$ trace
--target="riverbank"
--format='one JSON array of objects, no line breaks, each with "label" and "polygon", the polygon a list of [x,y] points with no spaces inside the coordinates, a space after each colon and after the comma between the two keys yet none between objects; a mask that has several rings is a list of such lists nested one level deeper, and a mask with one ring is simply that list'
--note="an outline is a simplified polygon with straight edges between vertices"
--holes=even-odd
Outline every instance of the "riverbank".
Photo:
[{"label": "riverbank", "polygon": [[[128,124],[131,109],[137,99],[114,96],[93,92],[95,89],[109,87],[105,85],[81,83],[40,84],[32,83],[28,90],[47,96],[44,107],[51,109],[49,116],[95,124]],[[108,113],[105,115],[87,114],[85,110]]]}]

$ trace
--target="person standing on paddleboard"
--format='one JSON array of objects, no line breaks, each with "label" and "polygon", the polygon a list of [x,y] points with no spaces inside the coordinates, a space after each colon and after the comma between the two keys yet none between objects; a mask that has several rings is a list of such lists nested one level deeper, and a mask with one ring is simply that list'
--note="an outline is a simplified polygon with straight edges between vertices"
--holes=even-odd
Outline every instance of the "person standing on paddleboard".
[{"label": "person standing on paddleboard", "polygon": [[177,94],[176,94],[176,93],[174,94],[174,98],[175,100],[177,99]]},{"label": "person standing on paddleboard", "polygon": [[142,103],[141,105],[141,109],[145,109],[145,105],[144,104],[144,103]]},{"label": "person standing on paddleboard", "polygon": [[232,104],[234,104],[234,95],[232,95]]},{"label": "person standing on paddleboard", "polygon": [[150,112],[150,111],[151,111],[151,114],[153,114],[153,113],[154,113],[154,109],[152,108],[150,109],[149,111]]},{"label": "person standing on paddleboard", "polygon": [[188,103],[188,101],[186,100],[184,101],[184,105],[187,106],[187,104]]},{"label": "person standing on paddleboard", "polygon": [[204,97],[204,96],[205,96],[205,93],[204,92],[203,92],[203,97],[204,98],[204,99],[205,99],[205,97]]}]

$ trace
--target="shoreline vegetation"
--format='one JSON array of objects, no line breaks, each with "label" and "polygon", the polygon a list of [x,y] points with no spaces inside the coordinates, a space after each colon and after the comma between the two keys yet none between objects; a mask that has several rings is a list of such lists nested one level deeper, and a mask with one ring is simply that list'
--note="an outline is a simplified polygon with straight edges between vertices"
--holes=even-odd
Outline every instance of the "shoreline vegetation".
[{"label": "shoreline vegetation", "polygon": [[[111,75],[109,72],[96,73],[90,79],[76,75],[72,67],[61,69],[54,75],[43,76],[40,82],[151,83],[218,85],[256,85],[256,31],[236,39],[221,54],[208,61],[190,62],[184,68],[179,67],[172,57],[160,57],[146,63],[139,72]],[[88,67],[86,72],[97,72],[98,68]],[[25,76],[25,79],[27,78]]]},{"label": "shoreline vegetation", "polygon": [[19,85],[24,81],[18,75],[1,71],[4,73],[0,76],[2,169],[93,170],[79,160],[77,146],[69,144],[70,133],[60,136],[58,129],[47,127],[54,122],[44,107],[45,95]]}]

++++++++

> TO BE DONE
Each entry must be reproduced verbatim.

> WRITTEN ANSWER
$ trace
--target="riverbank"
--format='one JSON array of objects, no line breaks, each with "label" and "polygon", the polygon a list of [x,y] points with no spaces inside the coordinates, a space after each colon and after the comma between the two keys yet none between objects; a mask that has several rings is a list of such lists nested one level deeper, and a mask with one ring is simply that list'
--note="an outline is a simplified polygon with straight edges between vertices"
--holes=even-odd
Outline every instance of the "riverbank".
Photo:
[{"label": "riverbank", "polygon": [[[128,124],[131,109],[137,99],[114,96],[93,92],[95,89],[109,87],[105,85],[81,83],[40,84],[32,83],[28,90],[47,96],[44,107],[51,109],[49,116],[95,124]],[[108,113],[105,115],[87,114],[85,110]]]}]

$ trace
--target="person standing on paddleboard"
--format='one JSON array of objects, no line breaks, each with "label" and "polygon", the polygon a list of [x,y] points with no spaces inside the coordinates, a space after each colon and after the comma between the two keys yet none between objects; a mask that has several rings is a list of such lists nested one level deeper, and a mask with one ring is simply that list'
--note="an outline is a simplified polygon with straight edges between vertices"
--holes=even-odd
Outline every instance of the "person standing on paddleboard".
[{"label": "person standing on paddleboard", "polygon": [[177,94],[176,94],[176,93],[174,94],[174,98],[175,100],[177,99]]},{"label": "person standing on paddleboard", "polygon": [[142,103],[141,105],[141,109],[145,109],[145,105],[144,104],[144,103]]},{"label": "person standing on paddleboard", "polygon": [[232,104],[234,104],[234,95],[232,95]]},{"label": "person standing on paddleboard", "polygon": [[150,112],[150,111],[151,111],[151,114],[153,114],[153,113],[154,113],[154,109],[152,108],[150,109],[149,111]]},{"label": "person standing on paddleboard", "polygon": [[188,103],[188,101],[186,100],[184,101],[184,105],[187,106],[187,104]]},{"label": "person standing on paddleboard", "polygon": [[204,97],[204,96],[205,96],[205,93],[204,92],[203,92],[203,97],[204,98],[204,99],[205,99],[205,97]]}]

$ trace
--target="shoreline vegetation"
--format='one JSON array of objects, no line breaks, each with "label" and "polygon", the polygon a list of [x,y] points with no spaces inside the coordinates, a space after each colon and after the comma between the two keys yet none between objects; a mask that has several rings is a list of such lists nested one level deeper, and a mask with one ring is simply that list'
--note="an outline is a simplified polygon with straight edges between vertices"
--holes=even-odd
Outline every instance of the "shoreline vegetation".
[{"label": "shoreline vegetation", "polygon": [[[111,75],[109,72],[96,73],[90,79],[76,75],[72,67],[61,69],[54,75],[43,76],[40,82],[151,83],[218,85],[256,85],[256,31],[236,39],[221,54],[208,61],[190,62],[184,68],[179,67],[172,57],[160,57],[146,63],[139,72]],[[88,67],[86,72],[97,72],[98,68]],[[25,76],[25,79],[27,78]]]},{"label": "shoreline vegetation", "polygon": [[19,85],[24,81],[18,75],[1,71],[4,73],[0,76],[2,169],[93,170],[79,160],[77,146],[69,144],[70,133],[60,136],[58,129],[47,127],[54,122],[44,107],[45,95]]}]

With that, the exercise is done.